━━━━━ Données affichées
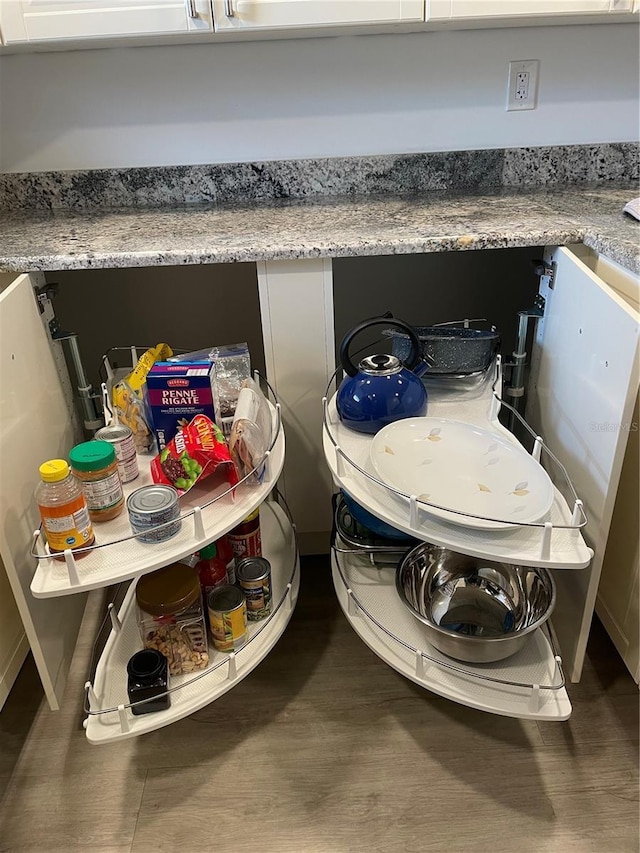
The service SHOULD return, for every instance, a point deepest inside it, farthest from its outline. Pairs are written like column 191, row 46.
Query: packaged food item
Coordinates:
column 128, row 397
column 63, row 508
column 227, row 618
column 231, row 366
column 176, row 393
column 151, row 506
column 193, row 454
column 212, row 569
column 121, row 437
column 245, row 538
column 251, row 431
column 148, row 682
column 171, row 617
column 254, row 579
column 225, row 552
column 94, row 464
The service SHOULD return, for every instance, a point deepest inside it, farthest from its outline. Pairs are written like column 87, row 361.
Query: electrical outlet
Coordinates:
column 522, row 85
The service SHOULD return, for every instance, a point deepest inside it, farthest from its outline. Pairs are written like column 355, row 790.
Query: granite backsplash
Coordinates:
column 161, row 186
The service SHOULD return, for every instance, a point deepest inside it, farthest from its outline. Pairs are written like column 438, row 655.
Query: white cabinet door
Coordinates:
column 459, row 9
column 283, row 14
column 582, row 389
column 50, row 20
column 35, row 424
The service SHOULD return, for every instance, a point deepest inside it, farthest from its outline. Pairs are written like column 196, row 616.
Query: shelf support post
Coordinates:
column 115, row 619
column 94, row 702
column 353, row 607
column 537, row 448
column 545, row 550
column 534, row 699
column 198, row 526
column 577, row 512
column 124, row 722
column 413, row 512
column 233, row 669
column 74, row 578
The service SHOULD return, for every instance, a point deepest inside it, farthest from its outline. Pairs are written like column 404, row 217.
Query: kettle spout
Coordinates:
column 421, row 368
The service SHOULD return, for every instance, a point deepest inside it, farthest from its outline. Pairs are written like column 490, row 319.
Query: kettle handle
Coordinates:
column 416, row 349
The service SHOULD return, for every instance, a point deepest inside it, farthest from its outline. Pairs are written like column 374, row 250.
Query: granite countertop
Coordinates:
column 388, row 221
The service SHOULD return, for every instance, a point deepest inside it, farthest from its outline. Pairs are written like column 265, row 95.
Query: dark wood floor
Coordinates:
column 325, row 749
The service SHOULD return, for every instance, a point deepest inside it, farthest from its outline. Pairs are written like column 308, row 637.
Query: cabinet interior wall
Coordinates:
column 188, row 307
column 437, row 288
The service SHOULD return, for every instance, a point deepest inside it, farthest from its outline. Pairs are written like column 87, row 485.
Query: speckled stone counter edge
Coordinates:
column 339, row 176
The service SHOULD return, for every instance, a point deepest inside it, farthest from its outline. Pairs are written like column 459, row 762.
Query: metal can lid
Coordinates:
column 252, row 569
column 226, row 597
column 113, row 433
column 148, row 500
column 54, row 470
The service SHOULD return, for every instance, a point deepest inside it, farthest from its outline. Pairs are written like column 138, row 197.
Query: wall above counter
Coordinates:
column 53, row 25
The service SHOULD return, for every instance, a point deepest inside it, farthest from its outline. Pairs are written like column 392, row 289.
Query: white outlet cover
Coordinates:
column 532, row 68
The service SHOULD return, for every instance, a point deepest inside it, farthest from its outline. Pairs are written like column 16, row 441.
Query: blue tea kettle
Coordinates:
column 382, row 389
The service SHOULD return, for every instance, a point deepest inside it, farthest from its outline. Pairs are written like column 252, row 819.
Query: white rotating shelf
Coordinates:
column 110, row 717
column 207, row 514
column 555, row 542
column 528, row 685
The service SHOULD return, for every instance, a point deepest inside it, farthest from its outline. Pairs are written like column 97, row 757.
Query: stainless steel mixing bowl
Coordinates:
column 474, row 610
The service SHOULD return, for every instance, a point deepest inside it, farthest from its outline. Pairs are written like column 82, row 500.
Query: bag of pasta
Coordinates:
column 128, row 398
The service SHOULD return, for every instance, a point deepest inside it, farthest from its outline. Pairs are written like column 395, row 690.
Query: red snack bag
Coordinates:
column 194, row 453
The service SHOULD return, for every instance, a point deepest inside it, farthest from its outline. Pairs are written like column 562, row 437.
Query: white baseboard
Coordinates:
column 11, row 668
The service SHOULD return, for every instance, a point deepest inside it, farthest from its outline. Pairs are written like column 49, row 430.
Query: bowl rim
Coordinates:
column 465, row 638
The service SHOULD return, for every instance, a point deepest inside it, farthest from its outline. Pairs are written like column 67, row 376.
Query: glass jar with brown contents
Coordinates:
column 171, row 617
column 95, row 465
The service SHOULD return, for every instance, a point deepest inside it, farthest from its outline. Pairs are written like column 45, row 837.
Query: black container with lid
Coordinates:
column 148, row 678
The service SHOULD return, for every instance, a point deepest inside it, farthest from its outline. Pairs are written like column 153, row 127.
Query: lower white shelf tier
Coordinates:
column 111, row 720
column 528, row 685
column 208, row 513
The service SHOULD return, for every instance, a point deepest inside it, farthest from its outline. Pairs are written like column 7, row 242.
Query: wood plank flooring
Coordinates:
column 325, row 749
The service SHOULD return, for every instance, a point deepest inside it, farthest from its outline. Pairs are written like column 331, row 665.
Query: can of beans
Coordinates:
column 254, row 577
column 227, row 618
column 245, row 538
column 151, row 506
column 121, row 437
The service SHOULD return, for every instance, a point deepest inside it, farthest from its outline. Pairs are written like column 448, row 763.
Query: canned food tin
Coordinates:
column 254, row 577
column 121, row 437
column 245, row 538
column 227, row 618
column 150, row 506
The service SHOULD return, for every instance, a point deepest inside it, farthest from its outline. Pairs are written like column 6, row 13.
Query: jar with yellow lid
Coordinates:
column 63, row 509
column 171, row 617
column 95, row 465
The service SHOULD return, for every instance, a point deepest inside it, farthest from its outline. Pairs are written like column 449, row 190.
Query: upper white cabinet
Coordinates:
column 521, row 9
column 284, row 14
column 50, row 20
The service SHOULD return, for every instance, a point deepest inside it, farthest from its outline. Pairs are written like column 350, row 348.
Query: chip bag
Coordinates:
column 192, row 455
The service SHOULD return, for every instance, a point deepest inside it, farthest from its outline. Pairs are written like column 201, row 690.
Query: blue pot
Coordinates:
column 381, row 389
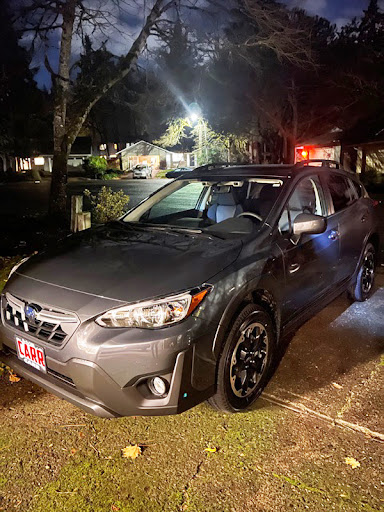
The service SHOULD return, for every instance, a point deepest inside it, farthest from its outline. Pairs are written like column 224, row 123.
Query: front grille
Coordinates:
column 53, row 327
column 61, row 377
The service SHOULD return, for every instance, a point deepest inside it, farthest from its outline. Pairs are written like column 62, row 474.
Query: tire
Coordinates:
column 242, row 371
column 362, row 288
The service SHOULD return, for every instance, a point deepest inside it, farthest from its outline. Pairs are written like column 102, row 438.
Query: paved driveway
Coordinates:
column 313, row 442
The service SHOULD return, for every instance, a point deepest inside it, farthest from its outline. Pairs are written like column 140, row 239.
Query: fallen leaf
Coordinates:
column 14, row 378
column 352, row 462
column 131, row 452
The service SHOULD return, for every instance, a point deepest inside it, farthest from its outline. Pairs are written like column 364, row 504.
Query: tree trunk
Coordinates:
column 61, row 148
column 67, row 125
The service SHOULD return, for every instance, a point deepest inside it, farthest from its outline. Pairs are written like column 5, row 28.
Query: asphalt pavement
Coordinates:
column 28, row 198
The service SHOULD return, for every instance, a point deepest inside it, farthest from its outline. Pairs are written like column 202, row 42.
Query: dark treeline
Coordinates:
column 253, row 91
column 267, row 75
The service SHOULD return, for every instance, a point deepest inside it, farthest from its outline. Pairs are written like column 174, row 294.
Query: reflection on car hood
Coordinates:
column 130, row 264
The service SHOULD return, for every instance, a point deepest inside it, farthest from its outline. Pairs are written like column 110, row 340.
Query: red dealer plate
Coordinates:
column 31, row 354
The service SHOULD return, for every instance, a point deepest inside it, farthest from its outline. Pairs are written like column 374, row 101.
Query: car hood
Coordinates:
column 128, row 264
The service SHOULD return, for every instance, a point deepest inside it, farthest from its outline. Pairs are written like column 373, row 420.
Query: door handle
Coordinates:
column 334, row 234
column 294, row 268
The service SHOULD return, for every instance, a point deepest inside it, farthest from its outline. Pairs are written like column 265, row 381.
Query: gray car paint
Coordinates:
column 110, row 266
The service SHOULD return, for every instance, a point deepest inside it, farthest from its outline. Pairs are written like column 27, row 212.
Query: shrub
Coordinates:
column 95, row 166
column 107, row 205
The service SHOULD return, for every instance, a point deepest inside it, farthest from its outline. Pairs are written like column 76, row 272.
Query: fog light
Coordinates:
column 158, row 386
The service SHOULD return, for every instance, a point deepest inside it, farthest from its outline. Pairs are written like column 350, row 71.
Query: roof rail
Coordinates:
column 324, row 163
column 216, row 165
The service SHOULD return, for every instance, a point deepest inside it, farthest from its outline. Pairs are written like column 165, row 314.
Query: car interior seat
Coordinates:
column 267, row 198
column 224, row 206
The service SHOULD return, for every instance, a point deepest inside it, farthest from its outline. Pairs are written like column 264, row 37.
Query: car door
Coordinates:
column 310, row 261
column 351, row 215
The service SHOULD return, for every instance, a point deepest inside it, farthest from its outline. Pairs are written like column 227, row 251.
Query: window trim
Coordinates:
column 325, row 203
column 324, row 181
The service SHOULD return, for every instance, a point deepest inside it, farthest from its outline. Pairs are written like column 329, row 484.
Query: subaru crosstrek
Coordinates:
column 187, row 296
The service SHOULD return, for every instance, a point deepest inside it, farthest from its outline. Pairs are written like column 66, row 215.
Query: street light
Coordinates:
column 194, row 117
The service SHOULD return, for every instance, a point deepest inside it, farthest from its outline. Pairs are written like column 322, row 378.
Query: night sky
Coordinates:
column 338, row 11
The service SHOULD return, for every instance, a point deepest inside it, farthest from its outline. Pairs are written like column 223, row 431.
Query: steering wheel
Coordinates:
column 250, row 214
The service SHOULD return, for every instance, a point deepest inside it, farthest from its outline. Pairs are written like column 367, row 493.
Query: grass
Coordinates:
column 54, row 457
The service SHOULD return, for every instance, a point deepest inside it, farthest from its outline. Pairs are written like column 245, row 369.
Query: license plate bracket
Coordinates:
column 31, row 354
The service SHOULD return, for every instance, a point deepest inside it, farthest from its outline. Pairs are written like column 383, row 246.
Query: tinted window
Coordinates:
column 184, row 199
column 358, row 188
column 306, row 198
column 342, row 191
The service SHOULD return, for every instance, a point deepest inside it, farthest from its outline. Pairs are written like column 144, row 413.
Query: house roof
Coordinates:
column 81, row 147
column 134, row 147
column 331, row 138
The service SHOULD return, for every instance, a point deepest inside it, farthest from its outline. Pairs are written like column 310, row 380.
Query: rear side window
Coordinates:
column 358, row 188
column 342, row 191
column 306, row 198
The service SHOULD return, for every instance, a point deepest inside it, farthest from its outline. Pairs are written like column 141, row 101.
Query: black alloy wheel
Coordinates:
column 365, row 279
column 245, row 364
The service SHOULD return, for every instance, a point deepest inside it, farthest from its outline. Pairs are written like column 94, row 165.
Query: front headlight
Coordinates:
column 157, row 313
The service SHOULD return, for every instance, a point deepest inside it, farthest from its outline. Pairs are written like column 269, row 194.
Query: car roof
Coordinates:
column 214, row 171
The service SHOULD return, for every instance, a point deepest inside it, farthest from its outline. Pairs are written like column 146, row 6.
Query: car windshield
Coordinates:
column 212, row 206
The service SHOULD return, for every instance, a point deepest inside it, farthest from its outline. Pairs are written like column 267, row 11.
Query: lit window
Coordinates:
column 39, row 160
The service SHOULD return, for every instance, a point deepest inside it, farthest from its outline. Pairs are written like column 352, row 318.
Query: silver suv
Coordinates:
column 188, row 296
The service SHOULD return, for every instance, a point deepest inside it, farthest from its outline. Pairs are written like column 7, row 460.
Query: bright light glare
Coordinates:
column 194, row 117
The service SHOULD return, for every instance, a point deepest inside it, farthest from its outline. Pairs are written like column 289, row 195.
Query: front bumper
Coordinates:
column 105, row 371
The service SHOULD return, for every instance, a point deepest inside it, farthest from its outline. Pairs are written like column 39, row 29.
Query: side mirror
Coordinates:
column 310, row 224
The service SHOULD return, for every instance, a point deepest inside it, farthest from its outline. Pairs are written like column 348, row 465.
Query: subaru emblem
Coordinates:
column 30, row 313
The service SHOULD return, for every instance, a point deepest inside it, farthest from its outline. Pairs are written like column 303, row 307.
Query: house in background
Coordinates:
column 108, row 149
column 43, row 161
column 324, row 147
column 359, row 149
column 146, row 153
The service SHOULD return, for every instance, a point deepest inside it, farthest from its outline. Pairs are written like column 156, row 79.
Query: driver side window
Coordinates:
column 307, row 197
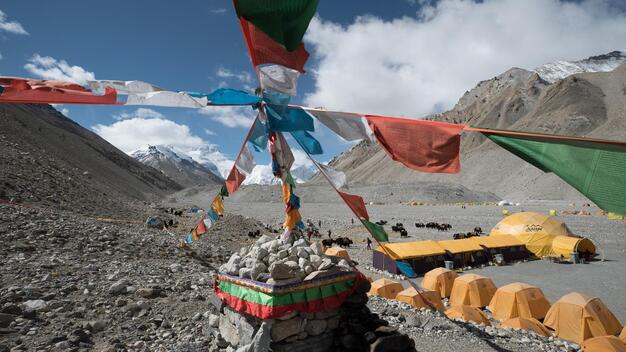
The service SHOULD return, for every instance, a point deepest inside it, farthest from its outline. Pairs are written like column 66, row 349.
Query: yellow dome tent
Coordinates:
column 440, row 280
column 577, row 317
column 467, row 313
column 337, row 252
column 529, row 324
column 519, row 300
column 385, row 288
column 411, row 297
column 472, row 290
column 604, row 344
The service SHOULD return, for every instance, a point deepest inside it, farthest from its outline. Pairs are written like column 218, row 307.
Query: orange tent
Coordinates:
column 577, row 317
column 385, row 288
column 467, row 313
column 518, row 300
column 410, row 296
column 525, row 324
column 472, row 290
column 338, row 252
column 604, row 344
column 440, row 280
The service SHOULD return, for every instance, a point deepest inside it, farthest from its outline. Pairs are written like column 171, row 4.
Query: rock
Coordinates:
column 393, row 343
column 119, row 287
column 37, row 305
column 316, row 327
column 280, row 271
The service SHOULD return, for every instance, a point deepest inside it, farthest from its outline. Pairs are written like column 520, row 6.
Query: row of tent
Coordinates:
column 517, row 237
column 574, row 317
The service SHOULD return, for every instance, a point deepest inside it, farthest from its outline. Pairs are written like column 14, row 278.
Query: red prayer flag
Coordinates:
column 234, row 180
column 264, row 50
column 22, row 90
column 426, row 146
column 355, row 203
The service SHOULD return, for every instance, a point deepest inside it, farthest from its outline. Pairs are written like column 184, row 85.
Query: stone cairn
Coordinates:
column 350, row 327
━━━━━━━━━━
## Votre tâche:
Réécrivez tout ce qui va de la ligne contenant « 355, row 790. » jusqu'à la ligne contenant « column 161, row 186 », en remplaçant « granite » par « marble » et en laissant le reste intact.

## Réponse correcte:
The service SHOULD return, for every instance, a point deepest inside it, farthest from its outline. Pairs are written like column 355, row 790.
Query: marble backsplash
Coordinates:
column 161, row 186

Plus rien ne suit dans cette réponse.